## Desafios:
**A)** Imprime o trecho do texto sobre a viagem de comboio que vai de "Talvez o sorriso" até "conduz à gare.", com ambos os extremos incluídos.
**B)** No texto sobre a viagem de comboio, quantos minutos de espera restavam depois de o comboio ter partido?
**C)** Continua o texto sobre a viagem de comboio a partir da última frase apresentada.

21 de setembro de 2009
Folhas de Outono...
Primeiras horas da tarde. A voar da escola para a estação de comboio, tentando ser pontual para uma troca de ideias com o director de curso sobre o meu trabalho. Junto da máquina dos bilhetes, uma mulher de idade indefinida tenta vender-me pensos rápidos. Atrapalhada e numa busca infrutífera do porta-moedas dentro da mochila, não sabendo se tenho trocos para ter direito a viajar, atiro-lhe com alguma impaciência mais ou menos contida um “não posso perder o comboio”.
Talvez o sorriso dócil e compreensivo ou os inúmeros trocos cuspidos pela máquina me tenham levado a comprar um manancial de band-aid para uns 5 anos (apesar de muito desastrada no manejo de facas de cozinha) antes de me precipitar para a rampa que conduz à gare.
O comboio tinha acabado de partir, aguardando-me mais uns 15 minutos de espera. Acabo por entrar e escolher um recanto onde possa ler o jornal da manhã (as sugestões de escândalo das escutas telefónicas entre ‘titãs’ haviam suscitado alguma curiosidade).
A vendedora de adesivos entra e atravessa a carruagem. Olha-me com um meio-sorriso. Aceno-lhe amigavelmente, como convite a que se sente no lugar vago à minha frente.
Surge a conversa espontânea, entre duas mulheres que partilham quotidianos (a falar verdade, tornei-me ouvinte atenta, ficando ela conversar num português dificultoso, acabando a vontade de comunicar por minimizar as traições da gramática).

## Linhas de dados:
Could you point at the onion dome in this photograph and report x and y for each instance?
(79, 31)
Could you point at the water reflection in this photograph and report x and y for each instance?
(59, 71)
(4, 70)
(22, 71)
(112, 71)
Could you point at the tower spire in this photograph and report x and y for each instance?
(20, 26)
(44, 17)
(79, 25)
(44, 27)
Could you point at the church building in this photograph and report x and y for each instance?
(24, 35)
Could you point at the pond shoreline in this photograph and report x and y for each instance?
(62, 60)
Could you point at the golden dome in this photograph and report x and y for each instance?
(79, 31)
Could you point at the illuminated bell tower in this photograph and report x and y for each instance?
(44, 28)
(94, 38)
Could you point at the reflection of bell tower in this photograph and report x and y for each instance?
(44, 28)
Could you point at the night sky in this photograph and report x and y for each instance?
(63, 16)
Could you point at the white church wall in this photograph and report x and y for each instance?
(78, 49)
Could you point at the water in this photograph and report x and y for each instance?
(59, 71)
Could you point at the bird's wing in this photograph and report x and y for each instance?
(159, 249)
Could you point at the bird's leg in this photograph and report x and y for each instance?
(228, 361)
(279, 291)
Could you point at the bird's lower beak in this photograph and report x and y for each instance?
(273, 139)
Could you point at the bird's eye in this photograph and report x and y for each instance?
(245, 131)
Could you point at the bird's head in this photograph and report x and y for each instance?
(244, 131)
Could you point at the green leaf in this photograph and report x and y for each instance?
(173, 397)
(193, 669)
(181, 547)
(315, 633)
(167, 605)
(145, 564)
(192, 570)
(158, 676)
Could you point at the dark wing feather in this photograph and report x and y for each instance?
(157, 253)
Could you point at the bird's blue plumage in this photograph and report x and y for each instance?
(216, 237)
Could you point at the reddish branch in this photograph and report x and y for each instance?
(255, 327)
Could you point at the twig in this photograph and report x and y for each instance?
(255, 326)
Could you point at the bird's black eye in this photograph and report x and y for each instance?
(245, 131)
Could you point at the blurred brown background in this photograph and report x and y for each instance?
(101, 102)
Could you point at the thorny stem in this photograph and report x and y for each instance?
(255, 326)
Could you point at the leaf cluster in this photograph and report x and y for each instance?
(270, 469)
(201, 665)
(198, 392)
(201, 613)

## Resultados por tarefa:
**A)**
Talvez o sorriso dócil e compreensivo ou os inúmeros trocos cuspidos pela máquina me tenham levado a comprar um manancial de band-aid para uns 5 anos (apesar de muito desastrada no manejo de facas de cozinha) antes de me precipitar para a rampa que conduz à gare.

**B)** Mais uns 15 minutos.

**C)**
Conheci pessoas marcantes do seu país sem que nunca me tivessem conseguido explicar a errância de tantos dos respectivos cidadãos (podemos sempre alegar a pobreza extrema, mas há nomadismos que fazem pensar...) tendo confirmado, uma vez mais, a importância de ver o que cada um significa a título pessoal e não os estereótipos habitualmente esgrimidos: “chateiam mesmo a tentar vender o Borda d’Água! Duas tentaram assaltar-me na caixa multibanco (as desculpas à Fátima, pois sei que foi mesmo verdade)!" ...
Fala de um marido que faleceu há 2 anos após queda de um andaime numa obra em Lisboa, veio para Portugal ter com ele há algum tempo. Os olhos azuis iluminam-se quando menciona a filha de 9 anos , aluna exemplar, apesar de ainda não ter a certeza do modo como irá conseguir os livros e cadernos para a menina. Tira o bilhete do saco e vejo duas carcaças que quase deixa cair. Diz-me em tom casual e sem lamentos: “ hoje só deu para comprar este pão para as miúdas”. Há instantâneos que me envergonham quando, mecanicamente (mesmo se só em pensamento) , dou comigo a reclamar da vida.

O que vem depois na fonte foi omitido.